Records:
━━━━━━━━━━━━━━━━━━━━━━━━━━━━━━

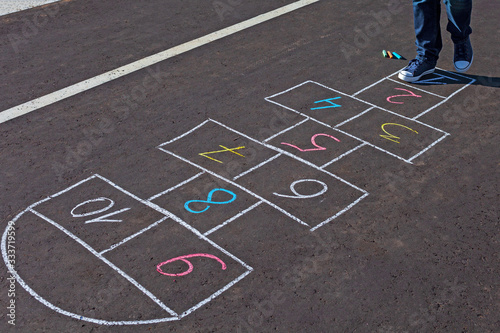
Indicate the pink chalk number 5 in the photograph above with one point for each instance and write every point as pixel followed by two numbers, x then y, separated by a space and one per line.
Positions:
pixel 313 141
pixel 190 265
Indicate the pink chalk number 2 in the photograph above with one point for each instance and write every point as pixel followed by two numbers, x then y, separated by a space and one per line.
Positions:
pixel 190 265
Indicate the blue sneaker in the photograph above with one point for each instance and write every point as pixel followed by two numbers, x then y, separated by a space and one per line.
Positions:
pixel 415 70
pixel 463 56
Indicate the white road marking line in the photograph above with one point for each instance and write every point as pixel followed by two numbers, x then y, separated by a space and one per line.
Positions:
pixel 12 6
pixel 98 80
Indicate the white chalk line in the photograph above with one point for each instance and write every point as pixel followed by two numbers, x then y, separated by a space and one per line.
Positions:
pixel 184 134
pixel 341 212
pixel 114 246
pixel 289 89
pixel 173 217
pixel 374 84
pixel 362 141
pixel 383 109
pixel 149 204
pixel 257 166
pixel 197 233
pixel 232 218
pixel 175 187
pixel 217 293
pixel 279 150
pixel 356 116
pixel 446 100
pixel 286 130
pixel 338 130
pixel 413 87
pixel 343 155
pixel 238 186
pixel 106 261
pixel 429 147
pixel 98 80
pixel 51 306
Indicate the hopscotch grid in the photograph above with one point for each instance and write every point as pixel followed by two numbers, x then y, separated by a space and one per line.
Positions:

━━━━━━━━━━━━━━━━━━━━━━━━━━━━━━

What to work on:
Repeat the material above verbatim, with no pictures in the output.

Task output:
Indicate the pink chalk number 5 in the photograph above with one point for each instance and write every point as pixel followed by two numbers, x then y, separated by a space and one per line.
Positions:
pixel 313 141
pixel 190 265
Indicate the pink chalk number 2 in the photograph above with one point for each instance and write every point as pixel followed by two numbers, x then y, separated by a space and one per line.
Positions:
pixel 190 265
Indicate the blue sneaker in the photograph above with one point for each instance and write every point as pixel followed by two numbers, x then y, separated by a space and one per line.
Positions:
pixel 415 70
pixel 463 56
Indicate the white road marking line in the photograph above with one point for each instance and write every point as pixel followed by two numbers, x then y, separated by a space and one per line.
Positions:
pixel 12 6
pixel 98 80
Indicate the white chalk line in the photograph above with one point for each instance and write every point as pixel followed by two numbers, x then y, separated by a space and one per line.
Positions:
pixel 184 134
pixel 341 212
pixel 114 246
pixel 289 89
pixel 173 217
pixel 374 84
pixel 362 141
pixel 383 109
pixel 149 204
pixel 257 166
pixel 197 233
pixel 232 218
pixel 175 187
pixel 217 293
pixel 279 150
pixel 356 116
pixel 446 100
pixel 286 130
pixel 338 130
pixel 413 87
pixel 343 155
pixel 238 186
pixel 106 261
pixel 429 147
pixel 98 80
pixel 51 306
Indicate the hopscotch grid in the photograph above with one point for each instance and write every point as pixel followed by two numbers, x then y, separated by a space and one per line.
Positions:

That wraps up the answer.